_Work request_
What is the number of lines in the data that hold the string "banner"? Reply with that number only.

_Items from a data source_
● ● ● ●

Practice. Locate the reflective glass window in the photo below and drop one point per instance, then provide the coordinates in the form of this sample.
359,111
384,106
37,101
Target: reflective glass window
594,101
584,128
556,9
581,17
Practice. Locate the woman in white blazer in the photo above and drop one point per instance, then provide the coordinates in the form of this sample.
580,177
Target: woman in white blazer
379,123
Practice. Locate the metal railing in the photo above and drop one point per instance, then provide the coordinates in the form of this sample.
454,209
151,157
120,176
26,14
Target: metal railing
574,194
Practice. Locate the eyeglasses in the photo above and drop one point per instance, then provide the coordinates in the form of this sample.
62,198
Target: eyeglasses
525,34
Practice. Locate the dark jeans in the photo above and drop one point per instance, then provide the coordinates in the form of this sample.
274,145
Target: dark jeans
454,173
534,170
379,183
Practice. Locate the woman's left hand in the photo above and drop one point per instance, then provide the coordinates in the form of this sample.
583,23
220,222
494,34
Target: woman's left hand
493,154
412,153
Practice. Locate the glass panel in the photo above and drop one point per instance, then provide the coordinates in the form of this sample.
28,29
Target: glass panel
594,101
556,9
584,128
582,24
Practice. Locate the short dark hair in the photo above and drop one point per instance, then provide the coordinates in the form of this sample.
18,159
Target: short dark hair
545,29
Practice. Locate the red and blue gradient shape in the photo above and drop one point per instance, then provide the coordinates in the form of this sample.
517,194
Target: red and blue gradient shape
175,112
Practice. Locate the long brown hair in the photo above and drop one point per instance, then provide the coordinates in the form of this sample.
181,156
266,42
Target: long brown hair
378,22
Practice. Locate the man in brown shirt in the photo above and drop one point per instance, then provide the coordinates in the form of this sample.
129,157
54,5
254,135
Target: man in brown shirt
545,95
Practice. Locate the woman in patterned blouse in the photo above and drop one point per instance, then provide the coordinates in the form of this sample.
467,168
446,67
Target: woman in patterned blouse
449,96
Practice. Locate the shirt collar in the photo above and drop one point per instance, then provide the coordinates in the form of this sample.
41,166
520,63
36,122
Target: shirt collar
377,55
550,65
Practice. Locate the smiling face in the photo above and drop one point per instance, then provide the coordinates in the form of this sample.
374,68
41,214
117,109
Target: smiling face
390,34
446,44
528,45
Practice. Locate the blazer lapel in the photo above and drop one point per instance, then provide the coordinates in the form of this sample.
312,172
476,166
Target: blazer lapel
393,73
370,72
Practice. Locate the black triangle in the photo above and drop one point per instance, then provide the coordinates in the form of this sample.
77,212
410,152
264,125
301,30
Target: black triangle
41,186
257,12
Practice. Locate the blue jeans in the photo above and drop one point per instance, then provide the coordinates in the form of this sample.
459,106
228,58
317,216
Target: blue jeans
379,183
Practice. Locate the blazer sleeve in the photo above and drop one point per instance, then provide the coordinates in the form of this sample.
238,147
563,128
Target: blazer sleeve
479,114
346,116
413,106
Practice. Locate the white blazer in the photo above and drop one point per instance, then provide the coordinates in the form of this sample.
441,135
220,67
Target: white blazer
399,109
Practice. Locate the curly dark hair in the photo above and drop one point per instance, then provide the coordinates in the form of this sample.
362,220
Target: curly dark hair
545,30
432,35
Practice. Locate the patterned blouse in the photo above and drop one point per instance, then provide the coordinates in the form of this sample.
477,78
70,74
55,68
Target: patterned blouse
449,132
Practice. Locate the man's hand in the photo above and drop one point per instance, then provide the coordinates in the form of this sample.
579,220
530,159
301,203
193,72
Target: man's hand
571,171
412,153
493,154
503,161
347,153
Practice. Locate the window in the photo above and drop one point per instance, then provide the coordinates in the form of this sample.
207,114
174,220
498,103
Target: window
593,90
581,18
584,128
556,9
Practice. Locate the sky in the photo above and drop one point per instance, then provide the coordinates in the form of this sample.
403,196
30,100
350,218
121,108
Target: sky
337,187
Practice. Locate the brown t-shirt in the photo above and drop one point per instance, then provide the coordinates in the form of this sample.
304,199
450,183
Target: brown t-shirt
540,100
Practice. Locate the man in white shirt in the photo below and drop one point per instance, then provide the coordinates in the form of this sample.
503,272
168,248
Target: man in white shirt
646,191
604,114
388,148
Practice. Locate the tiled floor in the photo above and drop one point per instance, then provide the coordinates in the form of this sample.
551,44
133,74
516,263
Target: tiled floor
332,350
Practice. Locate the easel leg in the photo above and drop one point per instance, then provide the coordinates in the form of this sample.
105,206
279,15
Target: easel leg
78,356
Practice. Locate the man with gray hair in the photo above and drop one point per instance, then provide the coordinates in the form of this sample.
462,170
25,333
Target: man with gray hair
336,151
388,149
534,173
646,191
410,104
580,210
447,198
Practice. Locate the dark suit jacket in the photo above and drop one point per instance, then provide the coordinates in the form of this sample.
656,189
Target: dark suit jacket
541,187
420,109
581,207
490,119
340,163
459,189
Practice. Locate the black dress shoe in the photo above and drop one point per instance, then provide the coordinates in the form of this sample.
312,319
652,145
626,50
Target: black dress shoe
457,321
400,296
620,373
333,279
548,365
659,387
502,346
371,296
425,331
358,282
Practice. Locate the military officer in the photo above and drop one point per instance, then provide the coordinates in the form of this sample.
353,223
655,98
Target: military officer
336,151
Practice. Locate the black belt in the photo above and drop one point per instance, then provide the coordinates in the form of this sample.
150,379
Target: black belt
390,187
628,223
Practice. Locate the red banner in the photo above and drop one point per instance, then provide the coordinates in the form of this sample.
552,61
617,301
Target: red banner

● ● ● ●

_Reply to the exercise_
2